=== YOUR GOAL ===
Somewhere below is a line with "Phrase: sandal" and, later, a line with "tree in the picture."; repeat those two lines and all the lines between them, exactly as they are.

=== ENTRIES SHOWN ===
⟨

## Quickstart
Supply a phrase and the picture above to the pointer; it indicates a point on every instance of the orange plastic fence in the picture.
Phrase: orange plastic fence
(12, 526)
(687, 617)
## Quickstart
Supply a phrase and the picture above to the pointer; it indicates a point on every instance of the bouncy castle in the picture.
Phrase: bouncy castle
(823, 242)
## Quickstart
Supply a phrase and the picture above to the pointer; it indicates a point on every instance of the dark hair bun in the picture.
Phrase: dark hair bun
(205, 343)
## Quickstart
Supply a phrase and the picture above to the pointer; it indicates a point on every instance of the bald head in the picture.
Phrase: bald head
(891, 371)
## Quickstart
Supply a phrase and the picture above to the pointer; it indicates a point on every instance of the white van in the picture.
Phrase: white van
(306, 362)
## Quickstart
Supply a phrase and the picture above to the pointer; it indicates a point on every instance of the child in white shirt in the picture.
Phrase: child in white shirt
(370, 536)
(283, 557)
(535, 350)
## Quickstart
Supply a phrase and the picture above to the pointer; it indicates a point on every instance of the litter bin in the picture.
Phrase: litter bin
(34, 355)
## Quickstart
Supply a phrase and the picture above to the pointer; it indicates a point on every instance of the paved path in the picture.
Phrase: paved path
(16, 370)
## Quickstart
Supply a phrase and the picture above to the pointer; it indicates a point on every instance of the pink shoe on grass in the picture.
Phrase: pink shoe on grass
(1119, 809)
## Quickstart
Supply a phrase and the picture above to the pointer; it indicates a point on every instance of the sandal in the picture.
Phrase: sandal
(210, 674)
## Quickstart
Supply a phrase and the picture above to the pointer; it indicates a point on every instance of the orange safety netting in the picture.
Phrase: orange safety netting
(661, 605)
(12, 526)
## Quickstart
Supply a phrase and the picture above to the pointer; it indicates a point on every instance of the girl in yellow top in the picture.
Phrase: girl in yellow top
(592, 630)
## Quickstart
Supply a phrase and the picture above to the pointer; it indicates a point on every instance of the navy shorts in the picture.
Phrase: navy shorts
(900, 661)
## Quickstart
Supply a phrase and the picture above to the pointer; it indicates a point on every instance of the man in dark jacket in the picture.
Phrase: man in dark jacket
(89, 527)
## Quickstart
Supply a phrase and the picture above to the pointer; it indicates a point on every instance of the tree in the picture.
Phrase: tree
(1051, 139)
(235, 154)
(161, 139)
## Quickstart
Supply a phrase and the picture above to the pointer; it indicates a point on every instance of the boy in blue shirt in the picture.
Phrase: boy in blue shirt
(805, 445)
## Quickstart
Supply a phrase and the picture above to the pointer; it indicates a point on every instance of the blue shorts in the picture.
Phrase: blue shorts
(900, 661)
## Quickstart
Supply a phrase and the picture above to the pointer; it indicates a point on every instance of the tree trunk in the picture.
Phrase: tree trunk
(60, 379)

⟩
⟨

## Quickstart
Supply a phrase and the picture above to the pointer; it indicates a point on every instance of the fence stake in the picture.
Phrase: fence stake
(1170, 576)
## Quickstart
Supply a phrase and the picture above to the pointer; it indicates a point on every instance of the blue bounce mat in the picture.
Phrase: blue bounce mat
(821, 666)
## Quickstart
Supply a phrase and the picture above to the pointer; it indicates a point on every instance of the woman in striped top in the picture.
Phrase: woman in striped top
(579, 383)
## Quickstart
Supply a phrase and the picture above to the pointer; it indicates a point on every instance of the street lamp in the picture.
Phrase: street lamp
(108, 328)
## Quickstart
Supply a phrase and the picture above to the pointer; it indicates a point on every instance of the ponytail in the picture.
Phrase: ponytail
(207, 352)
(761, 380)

⟩
⟨

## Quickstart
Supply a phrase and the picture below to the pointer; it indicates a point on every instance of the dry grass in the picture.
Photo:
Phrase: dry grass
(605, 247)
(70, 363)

⟩

=== RESPONSE ===
Phrase: sandal
(210, 674)
## Quickstart
Supply a phrase and the picture above to the pointer; it indicates a point on every instance of the orange safety netting in the picture.
Phrase: orange safety netting
(661, 605)
(12, 526)
## Quickstart
Supply a phrase and the picture above to the pointer; it indicates a point on every instance of the girl in yellow top in the picture.
Phrase: girl in yellow top
(592, 630)
## Quickstart
Supply a phrase and the picture above to the pointer; it indicates a point on every instance of the navy shorts in the picture.
Phrase: navy shorts
(900, 661)
## Quickstart
Supply a phrase and the picture above to the pointer; it indicates a point on every instance of the man in dark jacket in the picture.
Phrase: man in dark jacket
(89, 527)
## Quickstart
Supply a phrase and the picture above to the pointer; it indicates a point on every instance of the tree in the picture.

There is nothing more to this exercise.